* Exercise description *
Reproduce the Samuel Kasumu page text between "- Education: Brunel" and "at Brunel University.", inclusive, swapping "accounting" for "economics".

- Education: Brunel University of London
- Occupations: commentator, special adviser
- Website: samuelkasumu.co.uk

= Samuel Kasumu =

British special adviser

Samuel Kasumu is a British politician, commentator and former special adviser.

== Early life and education ==
Kasumu was born in St Mary’s Hospital, Paddington and grew up in Barnet. Kasumu studied accounting and finance at Brunel University.

==Career==
Kasumu came to prominence as a campaigner and entrepreneur. He was a member of trustees including Elevation Networks. He is co-founder of Inclusive Boards which promotes diversity in the workplace. He was a Community Engagement Advisory board member for the 2012 Summer Olympics in London. He stood for London Conservatives in Croydon North in the 2017 general election. He came in second place behind Steve Reed.

Samuel Kasumu worked as special adviser in the Conservative government, joining in 2019 when Boris Johnson became Prime Minister. From 2019 to 2021, he was the most senior Black advisor in the Prime Minister's Office. He specialised in policies on civil society and communities. He was involved in the COVID-19 vaccination programme.

In 2021, Kasumu resigned after disagreements surrounding a government-commissioned report on racial issues. He accused the Conservative Party of pursuing "a politics steeped in division". Kasumu was a Conservative Party member of Welwyn Hatfield Borough Council. Kasumu stood to be the Conservative candidate in the 2024 London mayoral election. He announced his candidacy in October 2022. He was endorsed by leading politicians including Steve Baker, Grant Shapps, Priti Patel and Nadine Dorries. He was also endorsed by the father of Damilola Taylor. He campaigned opposing the Ultra Low Emission Zone expansion. He was not longlisted and Susan Hall was chosen instead.

Kasumu is a regular panellist on shows including Question Time, Sunday with Laura Kuenssberg and BBC Politics Live.

== Personal life ==
Kasumu is married. They lived in Laindon. He is Christian.

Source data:
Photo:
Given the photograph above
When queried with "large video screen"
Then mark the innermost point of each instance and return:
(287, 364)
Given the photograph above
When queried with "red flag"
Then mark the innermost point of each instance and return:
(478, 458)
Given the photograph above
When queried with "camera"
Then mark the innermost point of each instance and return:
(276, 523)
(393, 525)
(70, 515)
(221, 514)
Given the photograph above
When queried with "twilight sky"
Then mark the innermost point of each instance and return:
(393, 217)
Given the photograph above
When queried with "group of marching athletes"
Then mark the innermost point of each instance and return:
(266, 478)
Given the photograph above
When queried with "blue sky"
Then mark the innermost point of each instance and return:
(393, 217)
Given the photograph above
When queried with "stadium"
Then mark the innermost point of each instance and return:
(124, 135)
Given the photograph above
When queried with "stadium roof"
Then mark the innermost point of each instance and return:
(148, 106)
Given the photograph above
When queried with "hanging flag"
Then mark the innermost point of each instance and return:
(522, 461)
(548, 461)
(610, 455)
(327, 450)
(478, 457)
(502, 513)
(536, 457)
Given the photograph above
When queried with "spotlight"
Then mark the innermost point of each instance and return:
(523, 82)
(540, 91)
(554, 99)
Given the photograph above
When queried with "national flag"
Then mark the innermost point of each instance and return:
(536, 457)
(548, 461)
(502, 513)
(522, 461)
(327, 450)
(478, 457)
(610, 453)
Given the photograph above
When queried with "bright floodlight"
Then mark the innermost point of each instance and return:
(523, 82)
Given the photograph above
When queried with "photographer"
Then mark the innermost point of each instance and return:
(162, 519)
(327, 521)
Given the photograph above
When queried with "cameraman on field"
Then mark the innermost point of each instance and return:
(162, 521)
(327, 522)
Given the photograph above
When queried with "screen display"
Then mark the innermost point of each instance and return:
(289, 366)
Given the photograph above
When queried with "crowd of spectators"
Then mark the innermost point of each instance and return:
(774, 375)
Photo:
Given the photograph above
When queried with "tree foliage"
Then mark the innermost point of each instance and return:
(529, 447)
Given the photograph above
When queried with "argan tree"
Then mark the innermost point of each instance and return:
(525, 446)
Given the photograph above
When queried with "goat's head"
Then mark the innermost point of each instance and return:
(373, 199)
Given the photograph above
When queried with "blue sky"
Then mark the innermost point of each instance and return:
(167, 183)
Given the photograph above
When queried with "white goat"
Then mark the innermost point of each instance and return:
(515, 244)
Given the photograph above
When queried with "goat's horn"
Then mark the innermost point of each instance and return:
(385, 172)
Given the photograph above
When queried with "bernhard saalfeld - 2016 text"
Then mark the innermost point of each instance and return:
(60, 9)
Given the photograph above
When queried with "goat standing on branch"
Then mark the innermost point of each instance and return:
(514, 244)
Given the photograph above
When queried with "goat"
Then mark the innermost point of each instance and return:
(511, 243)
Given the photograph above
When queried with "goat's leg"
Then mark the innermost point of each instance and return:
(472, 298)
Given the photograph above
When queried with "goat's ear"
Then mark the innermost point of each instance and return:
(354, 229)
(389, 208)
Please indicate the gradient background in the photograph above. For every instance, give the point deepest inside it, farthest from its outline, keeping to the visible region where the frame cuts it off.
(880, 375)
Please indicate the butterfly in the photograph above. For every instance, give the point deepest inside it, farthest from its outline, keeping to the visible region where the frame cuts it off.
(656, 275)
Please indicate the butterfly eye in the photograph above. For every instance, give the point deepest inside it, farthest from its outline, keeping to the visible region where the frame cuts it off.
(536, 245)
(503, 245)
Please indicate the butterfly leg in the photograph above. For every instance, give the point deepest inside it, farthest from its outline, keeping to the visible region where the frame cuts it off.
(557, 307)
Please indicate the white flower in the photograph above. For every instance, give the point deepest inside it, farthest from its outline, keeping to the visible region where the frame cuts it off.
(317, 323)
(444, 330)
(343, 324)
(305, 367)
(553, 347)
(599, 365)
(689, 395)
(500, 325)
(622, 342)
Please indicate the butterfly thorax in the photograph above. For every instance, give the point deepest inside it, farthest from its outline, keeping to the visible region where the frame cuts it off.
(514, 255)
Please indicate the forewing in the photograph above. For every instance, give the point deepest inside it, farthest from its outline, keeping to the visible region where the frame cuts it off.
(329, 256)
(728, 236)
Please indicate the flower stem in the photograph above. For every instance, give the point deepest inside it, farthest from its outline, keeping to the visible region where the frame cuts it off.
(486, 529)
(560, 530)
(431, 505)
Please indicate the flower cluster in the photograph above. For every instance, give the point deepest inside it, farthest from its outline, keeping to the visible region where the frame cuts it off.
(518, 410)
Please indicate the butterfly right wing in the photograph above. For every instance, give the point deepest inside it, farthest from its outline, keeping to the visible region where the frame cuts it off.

* Result *
- Education: Brunel University of London
- Occupations: commentator, special adviser
- Website: samuelkasumu.co.uk

= Samuel Kasumu =

British special adviser

Samuel Kasumu is a British politician, commentator and former special adviser.

== Early life and education ==
Kasumu was born in St Mary’s Hospital, Paddington and grew up in Barnet. Kasumu studied economics and finance at Brunel University.